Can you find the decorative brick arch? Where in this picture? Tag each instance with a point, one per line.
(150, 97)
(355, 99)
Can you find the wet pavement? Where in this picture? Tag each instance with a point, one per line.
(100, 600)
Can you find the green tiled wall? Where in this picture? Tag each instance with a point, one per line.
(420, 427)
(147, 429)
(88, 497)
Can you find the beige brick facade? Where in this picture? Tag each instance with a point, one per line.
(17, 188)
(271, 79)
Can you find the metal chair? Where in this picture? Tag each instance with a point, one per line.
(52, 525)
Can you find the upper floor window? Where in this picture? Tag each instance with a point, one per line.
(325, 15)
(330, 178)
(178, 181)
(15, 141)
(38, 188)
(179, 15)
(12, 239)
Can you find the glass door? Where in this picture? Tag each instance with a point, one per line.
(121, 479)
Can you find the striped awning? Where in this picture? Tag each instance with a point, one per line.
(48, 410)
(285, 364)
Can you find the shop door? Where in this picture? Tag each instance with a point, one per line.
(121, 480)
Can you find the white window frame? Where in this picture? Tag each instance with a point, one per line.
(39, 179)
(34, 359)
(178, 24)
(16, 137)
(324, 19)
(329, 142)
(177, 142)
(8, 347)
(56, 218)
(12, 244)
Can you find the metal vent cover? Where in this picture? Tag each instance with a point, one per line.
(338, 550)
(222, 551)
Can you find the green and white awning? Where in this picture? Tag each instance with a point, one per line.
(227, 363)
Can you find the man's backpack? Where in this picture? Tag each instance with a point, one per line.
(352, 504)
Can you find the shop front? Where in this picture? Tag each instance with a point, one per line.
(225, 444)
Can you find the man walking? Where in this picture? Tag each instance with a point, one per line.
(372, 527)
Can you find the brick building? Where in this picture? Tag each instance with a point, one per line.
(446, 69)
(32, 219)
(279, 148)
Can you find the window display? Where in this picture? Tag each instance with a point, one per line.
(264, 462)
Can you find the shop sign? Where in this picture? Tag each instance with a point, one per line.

--

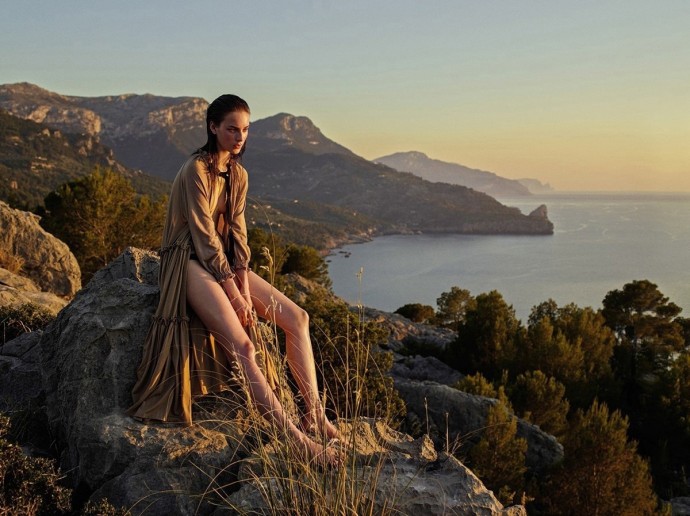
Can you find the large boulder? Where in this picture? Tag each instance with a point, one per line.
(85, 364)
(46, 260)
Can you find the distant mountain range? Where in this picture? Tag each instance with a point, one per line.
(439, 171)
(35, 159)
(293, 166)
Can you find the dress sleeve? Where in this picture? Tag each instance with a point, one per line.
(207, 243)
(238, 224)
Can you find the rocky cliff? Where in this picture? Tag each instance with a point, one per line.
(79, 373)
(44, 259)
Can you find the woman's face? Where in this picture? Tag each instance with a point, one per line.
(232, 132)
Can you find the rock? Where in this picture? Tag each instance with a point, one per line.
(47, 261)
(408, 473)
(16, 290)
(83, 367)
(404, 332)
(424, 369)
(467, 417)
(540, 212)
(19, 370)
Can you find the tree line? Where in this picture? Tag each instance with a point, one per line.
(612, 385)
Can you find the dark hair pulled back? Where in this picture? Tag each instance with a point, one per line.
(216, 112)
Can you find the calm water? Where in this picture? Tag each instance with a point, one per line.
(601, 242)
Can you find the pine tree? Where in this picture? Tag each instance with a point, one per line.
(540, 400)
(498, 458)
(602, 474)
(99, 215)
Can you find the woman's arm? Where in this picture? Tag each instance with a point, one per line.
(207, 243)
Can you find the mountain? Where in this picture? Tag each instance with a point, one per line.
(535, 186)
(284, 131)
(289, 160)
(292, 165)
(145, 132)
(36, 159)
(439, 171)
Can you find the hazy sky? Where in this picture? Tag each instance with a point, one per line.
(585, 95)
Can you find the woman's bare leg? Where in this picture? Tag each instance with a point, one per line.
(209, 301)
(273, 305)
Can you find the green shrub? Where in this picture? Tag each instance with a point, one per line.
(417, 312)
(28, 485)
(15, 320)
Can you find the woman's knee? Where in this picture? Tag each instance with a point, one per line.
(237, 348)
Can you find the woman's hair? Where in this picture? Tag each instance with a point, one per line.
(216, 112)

--

▶ _Instructions to follow_:
List every row above that contains the string "shop", matching case exactly.

▶ _The solution_:
Can you find the shop door? Where in this picture? Tag each instance with a point, one per line.
Can you find the shop front? Where in this picture? Tag each instance with a point, one per line.
Can you find the shop sign? Where in this picture? Tag each instance with a point, one per line.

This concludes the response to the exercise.